To be done: Could you write out the records again, starting at the line containing "Target: gray sweatshirt" and ending at the line containing "(1107, 264)", with every line in between kept, including the requests? Scale each coordinate in the answers by 1.35, round to whole numbers with halves going up, and give only those lines.
## start Items
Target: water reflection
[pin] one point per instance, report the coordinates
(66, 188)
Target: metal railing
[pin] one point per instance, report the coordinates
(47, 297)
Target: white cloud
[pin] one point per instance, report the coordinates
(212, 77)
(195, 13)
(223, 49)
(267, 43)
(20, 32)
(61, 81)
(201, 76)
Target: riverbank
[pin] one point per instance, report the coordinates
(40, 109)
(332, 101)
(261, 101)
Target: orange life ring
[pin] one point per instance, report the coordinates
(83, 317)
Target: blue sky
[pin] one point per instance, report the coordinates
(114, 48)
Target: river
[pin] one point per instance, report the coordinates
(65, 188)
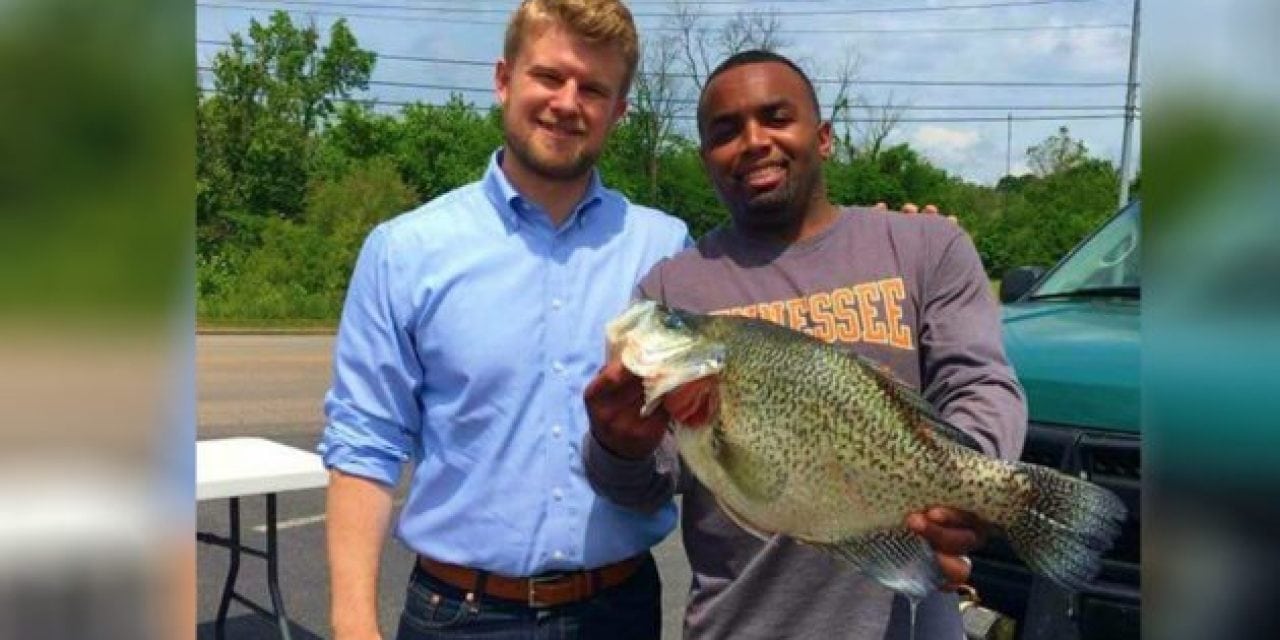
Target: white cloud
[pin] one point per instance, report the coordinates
(949, 146)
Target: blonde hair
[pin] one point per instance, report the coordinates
(599, 22)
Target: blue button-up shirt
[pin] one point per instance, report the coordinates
(470, 329)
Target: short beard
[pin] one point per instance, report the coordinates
(580, 165)
(781, 210)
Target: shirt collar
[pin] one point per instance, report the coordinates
(512, 206)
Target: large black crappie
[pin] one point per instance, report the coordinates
(822, 446)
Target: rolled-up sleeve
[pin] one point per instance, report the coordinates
(371, 411)
(965, 374)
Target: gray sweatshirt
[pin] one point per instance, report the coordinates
(906, 291)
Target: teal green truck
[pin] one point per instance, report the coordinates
(1072, 334)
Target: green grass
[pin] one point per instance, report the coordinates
(289, 325)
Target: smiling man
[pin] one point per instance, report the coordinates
(470, 328)
(906, 291)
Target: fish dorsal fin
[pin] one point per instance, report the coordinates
(896, 558)
(913, 398)
(741, 521)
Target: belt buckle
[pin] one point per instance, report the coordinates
(533, 588)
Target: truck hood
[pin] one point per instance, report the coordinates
(1078, 361)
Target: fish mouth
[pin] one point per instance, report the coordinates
(657, 347)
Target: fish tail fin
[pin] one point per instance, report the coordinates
(1066, 526)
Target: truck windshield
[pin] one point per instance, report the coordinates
(1107, 264)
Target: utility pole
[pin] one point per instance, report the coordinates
(1132, 90)
(1009, 145)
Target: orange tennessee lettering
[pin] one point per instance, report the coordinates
(873, 328)
(772, 311)
(846, 316)
(819, 309)
(798, 316)
(892, 292)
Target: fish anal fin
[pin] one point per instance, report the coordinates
(896, 558)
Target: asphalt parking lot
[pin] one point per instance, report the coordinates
(272, 387)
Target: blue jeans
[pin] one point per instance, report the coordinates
(435, 609)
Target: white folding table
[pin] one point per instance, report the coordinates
(234, 467)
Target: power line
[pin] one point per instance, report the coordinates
(827, 12)
(691, 101)
(512, 4)
(433, 19)
(816, 81)
(378, 101)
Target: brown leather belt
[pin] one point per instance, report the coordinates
(552, 590)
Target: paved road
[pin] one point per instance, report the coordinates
(272, 385)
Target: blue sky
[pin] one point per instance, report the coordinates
(1046, 41)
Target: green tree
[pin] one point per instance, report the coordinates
(255, 129)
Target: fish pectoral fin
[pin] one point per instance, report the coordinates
(896, 558)
(931, 419)
(737, 519)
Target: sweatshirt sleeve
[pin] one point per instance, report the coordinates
(639, 484)
(965, 374)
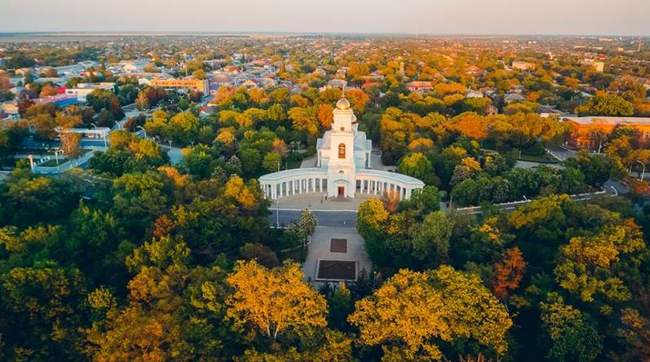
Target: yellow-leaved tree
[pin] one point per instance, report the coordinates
(274, 301)
(414, 312)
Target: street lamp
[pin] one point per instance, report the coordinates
(277, 205)
(642, 170)
(143, 130)
(56, 156)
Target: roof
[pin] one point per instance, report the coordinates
(645, 121)
(277, 176)
(391, 176)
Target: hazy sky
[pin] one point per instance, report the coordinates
(620, 17)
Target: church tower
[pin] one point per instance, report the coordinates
(341, 175)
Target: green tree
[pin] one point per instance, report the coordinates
(413, 314)
(572, 335)
(419, 166)
(606, 105)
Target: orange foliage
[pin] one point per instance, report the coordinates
(508, 273)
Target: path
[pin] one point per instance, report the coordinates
(325, 218)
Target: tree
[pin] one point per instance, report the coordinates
(274, 302)
(508, 273)
(467, 168)
(271, 161)
(174, 311)
(139, 198)
(307, 222)
(606, 105)
(431, 239)
(588, 264)
(412, 314)
(40, 312)
(183, 128)
(418, 165)
(572, 335)
(105, 99)
(423, 201)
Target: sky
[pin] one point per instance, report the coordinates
(573, 17)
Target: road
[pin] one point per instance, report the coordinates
(325, 218)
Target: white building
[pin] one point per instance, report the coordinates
(84, 89)
(343, 167)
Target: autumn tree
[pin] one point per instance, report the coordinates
(413, 314)
(589, 265)
(274, 302)
(508, 273)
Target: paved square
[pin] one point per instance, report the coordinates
(339, 246)
(320, 248)
(336, 270)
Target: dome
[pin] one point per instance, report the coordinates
(343, 104)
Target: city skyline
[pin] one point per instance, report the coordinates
(439, 17)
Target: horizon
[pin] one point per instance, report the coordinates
(99, 33)
(412, 17)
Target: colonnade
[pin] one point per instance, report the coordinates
(294, 186)
(368, 185)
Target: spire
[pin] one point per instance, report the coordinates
(343, 103)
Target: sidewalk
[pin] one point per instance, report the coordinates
(316, 202)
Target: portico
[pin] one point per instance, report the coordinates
(343, 167)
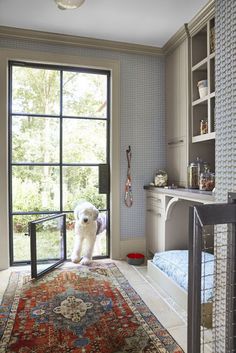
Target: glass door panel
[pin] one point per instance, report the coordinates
(44, 131)
(82, 183)
(35, 188)
(48, 243)
(85, 94)
(84, 141)
(58, 142)
(35, 90)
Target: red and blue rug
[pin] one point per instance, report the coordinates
(79, 310)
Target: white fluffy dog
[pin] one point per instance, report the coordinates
(86, 227)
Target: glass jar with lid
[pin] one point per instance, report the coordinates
(193, 176)
(207, 181)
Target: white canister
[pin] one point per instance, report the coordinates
(203, 88)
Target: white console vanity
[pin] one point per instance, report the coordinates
(167, 216)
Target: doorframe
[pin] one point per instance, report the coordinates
(64, 60)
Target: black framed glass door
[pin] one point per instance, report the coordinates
(53, 253)
(59, 133)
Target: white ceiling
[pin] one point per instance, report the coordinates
(148, 22)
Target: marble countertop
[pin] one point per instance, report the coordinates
(188, 194)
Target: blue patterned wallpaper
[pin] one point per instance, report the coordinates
(142, 122)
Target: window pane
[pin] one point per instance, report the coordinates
(84, 94)
(81, 183)
(49, 241)
(35, 91)
(101, 244)
(21, 240)
(84, 141)
(35, 139)
(35, 188)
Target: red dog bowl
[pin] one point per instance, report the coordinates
(135, 259)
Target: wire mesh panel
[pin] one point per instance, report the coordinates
(211, 300)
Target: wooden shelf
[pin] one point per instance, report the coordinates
(205, 137)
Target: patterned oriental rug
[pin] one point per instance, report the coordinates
(79, 310)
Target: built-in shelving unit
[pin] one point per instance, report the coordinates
(203, 68)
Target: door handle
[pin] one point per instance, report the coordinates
(103, 184)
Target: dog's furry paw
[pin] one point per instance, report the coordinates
(75, 258)
(85, 261)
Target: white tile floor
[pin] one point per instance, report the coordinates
(167, 312)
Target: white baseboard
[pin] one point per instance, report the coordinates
(130, 245)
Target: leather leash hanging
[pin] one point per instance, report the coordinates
(128, 185)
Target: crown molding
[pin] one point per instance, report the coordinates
(176, 40)
(206, 13)
(199, 21)
(69, 40)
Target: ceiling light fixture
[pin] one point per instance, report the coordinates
(68, 4)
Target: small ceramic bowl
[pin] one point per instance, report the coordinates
(135, 259)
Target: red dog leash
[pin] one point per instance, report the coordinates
(128, 185)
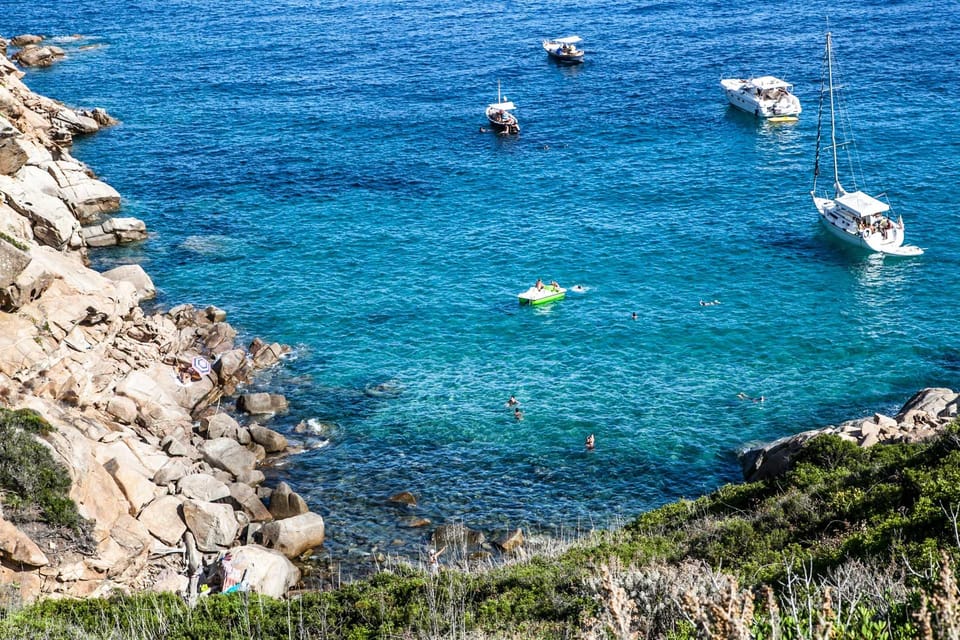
## end Items
Finished exercise:
Target: gray sweatshirt
[pin] one point per instance, report the coordinates
(1223, 393)
Target: teal green truck
[pin] one point per instance, report the coordinates
(1447, 451)
Target: green grass
[pin] one point per instance, report the coordinates
(390, 439)
Target: smiling man
[pin] one point per instance, report the coordinates
(635, 443)
(1223, 393)
Target: fish dorsal fin
[pin] one point per instance, report the coordinates
(1210, 753)
(1233, 537)
(1000, 703)
Target: belt buckle
[pin] one point per instance, report the coordinates
(720, 794)
Target: truck hood
[pin] one point per instance, report the coordinates
(1455, 487)
Target: fish mouth
[pin] one point per instance, report the coordinates
(887, 468)
Target: fish tail fin
[pin] one point per instance, report the coordinates
(1439, 710)
Target: truck windshield
[pin] one point per instance, report the coordinates
(1494, 356)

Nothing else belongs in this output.